**SHORT TASK:**
Please extend the passage below on Pacific climatic regime shifts, picking up right after its last sentence and leaving the data out of it.

**READING PASSAGE:**

■ ■ ■ ■ ■ ■ ■

Several analyses indicate that similar regime shifts also occurred in the 1920s and 1940s with alternating polarities (Kondo, 1988, Hare & Francis, 1995, Dettinger & Cayan, 1995; Zhang, Wallace & Battisti, 1997; Minobe, 1997; Mantua, Hare, Zhang, Wallace & Francis, 1997). Mantua et al. (1997) called the low-frequency variability associated with the regime shifts the Pacific (Inter) Decadal Oscillation (PDO). From the point of view of the representative time scale, Minobe (1999) described the low-frequency variability as a pentadecadal oscillation. All three climatic regime shifts observed in the 20th century have had a significant influence on the marine ecosystems, notably in dramatic changes of several stocks of commercial fish (i.e., Mantua et al., 1997; Kodama, Nagashima & Izumi, 1995; McGowan, Cayan & Dorman, 1998; Yasuda, Sugusaki, Watanabe, Minobe & Oo-zeki, 1999). The pentadecadal variability has also been detected in tree-ring records over the United States and Canada during the 18th and 19th centuries, but with a somewhat longer timescale (from 50–70 years) than the 50 year timescale observed in instrumental data in the present century (Ware, 1995, Minobe, 1997, Shabalova & Weber, 1999, Ware & Thomson, 2000).
The three climatic regime shifts are not only important scientific issues intrinsically, but are also important because of their influence on interannual climate variations. Minobe and Mantua (1999) showed that the interannual variability in the wintertime Aleutian low is strong in a regime with a stronger regime-mean Aleutian low, with coherent signatures in the SLP, 500 hPa geopotential height, SST, and wind fields. Gershunov and Barnett (1998) showed that the influence of El Niño and Southern Oscillation (ENSO) on North America is modulated by the regime shifts. Power, Casey, Folland, Colman and Mehta (1999) also indicated that the ENSO influence on Australian rainfall is dependent on the PDO.

■ ■ ■ ■ ■ ■ ■

**DATASET SECTION:**
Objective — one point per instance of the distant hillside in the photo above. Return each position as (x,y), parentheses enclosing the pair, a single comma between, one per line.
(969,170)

■ ■ ■ ■ ■ ■ ■

**RESULT FOR THIS TASK:**
An interesting feature of these regime shifts is the rapidity with which the transition from one regime to another occurs. Analyzing a representative SLP time series, the North Pacific Index (NPI) defined by Trenberth and Hurrell (1994), Minobe (1999) explained that all three climatic regime shifts in the 20th century have involved simultaneous phase reversals between the pentadecadal (a period of about 50 years) and bidecadal (a period of about 17 years) oscillations. An epoch of a regime is equivalent to a half period of the pentadecadal variation, and corresponds to one and half periods of the bidecadal variation. In other words, the pentadecadal and bidecadal oscillations are synchronized with a relative period of three. A wavelet analysis of the NPI revealed that the pentadecadal oscillation prevailed both in the winter and spring, but the bidecadal oscillation occurred only in the winter. From these seasonal differences between the bidecadal and pentadecadal variations, it has been inferred that these two climate oscillations are generated by different mechanisms. The bidecadal variability over the North Pacific has been analyzed from various aspects; Royer (1989) first reported the bidecadal variability from an analysis of air and water-temperatures in Alaska. The upper water temperature, or mixed layer depth, was reported to exhibit the bidecadal signal (Lagerloef, 1995, Polovina et al., 1995, Tourre et al., 1999), and bidecadal variations were also detected in analyses of basin-scale or global surface temperature and/or SLP (Ghil & Vautard, 1991, Kawamura, 1994, Polovina et al., 1995, Mann & Park, 1994, Mann & Park, 1996, White & Cayan, 1998; Zhang, Sheng & Shabbar, 1998; Tourre et al., 1999).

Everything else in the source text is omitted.